** START OF MATERIAL **

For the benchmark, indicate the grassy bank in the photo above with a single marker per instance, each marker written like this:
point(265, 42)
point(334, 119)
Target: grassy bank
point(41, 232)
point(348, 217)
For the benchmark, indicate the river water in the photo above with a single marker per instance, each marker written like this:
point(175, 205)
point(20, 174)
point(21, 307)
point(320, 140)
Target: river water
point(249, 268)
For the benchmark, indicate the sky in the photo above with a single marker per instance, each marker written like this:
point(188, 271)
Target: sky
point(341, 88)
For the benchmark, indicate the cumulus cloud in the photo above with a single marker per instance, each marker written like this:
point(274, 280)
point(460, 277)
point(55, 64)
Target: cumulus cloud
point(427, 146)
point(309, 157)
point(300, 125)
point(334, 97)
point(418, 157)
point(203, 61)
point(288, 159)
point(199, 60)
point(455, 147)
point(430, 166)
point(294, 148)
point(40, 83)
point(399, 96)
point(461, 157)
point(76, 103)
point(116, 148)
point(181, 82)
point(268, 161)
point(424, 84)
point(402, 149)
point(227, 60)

** END OF MATERIAL **

SET EXERCISE: Please format everything from the start of the material down through the line containing "point(341, 88)" as a Markdown table with the columns Row and Line, leaving out any blank lines.

ANSWER TO THIS EXERCISE:
| Row | Line |
|---|---|
| 1 | For the benchmark, indicate the grassy bank in the photo above with a single marker per instance, each marker written like this: |
| 2 | point(265, 42) |
| 3 | point(334, 119) |
| 4 | Target: grassy bank |
| 5 | point(41, 232) |
| 6 | point(348, 217) |
| 7 | For the benchmark, indicate the river water in the photo above with a single marker per instance, each marker written like this: |
| 8 | point(175, 205) |
| 9 | point(20, 174) |
| 10 | point(21, 307) |
| 11 | point(320, 140) |
| 12 | Target: river water |
| 13 | point(249, 268) |
| 14 | For the benchmark, indicate the sky in the photo above with a single marker per instance, each marker written like this: |
| 15 | point(188, 271) |
| 16 | Target: sky |
| 17 | point(341, 88) |